Your task – Show every line below that contains the word "monument", treating uppercase and lowercase as different.

Pointing and labeling entries –
□ □ □

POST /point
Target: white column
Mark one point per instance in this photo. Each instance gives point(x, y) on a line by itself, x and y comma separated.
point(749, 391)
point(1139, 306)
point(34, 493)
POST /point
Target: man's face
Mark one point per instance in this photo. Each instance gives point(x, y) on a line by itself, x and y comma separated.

□ □ □

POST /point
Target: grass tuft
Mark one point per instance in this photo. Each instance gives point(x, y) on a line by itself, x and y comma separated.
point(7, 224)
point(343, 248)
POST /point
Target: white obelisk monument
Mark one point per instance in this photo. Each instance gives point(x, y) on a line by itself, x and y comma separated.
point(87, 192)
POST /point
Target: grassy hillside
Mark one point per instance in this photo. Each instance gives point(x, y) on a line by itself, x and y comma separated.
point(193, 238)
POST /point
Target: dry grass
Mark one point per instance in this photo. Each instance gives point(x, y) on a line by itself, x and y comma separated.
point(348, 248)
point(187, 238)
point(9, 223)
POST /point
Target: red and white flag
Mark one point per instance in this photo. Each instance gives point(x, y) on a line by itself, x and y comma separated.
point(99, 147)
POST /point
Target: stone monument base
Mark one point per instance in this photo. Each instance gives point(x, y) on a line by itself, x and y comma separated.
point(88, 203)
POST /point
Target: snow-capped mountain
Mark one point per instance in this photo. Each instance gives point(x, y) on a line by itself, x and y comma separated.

□ □ □

Task solution –
Target: white obelisk monument
Target: stone monument base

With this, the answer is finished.